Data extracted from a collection
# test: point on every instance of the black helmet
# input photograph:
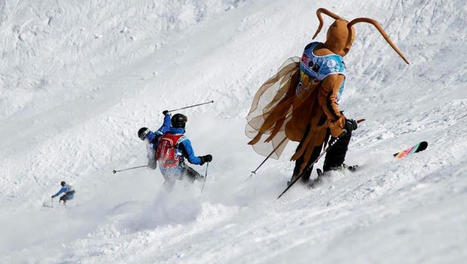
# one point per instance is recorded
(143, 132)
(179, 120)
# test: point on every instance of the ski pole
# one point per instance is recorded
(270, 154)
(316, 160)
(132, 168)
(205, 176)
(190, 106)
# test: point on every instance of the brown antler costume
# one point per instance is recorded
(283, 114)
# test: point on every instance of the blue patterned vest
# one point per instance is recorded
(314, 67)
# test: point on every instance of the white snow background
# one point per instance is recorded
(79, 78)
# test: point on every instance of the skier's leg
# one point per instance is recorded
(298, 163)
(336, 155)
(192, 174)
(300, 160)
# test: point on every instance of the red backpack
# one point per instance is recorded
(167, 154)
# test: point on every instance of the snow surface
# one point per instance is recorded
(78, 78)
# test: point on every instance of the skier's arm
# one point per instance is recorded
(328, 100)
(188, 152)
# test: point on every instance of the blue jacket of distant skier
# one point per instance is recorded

Your instructions - Go through the records above and return every line that holds the string "blue".

Answer box -
# test: point on every instance of the blue patterned vest
# test: point on every instance of the blue jacket of distant skier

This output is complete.